Count the lines in the material below that contain the string "JSON", treating uppercase and lowercase as different, and reply with the number alone.
— begin ITEMS —
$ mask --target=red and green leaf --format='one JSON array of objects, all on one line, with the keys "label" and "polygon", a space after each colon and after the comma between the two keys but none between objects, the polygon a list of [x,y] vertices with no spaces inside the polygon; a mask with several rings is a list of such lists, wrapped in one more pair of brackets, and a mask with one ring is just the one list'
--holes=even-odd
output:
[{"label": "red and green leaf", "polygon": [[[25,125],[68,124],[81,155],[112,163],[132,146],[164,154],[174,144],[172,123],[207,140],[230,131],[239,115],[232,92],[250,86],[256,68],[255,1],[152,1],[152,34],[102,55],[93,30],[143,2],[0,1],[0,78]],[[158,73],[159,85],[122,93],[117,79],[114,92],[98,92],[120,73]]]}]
— end ITEMS —
— begin ITEMS —
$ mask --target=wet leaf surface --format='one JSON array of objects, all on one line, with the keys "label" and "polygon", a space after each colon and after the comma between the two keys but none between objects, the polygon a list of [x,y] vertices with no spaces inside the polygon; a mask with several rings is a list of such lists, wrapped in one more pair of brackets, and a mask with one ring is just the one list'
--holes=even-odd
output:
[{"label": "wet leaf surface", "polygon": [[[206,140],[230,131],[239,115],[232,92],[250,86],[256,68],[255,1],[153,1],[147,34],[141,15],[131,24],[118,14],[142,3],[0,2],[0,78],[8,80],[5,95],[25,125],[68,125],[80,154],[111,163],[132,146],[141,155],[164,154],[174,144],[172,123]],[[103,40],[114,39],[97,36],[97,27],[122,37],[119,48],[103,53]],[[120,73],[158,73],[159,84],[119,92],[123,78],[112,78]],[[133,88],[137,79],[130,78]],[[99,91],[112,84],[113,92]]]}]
— end ITEMS —
CORRECT ANSWER: 2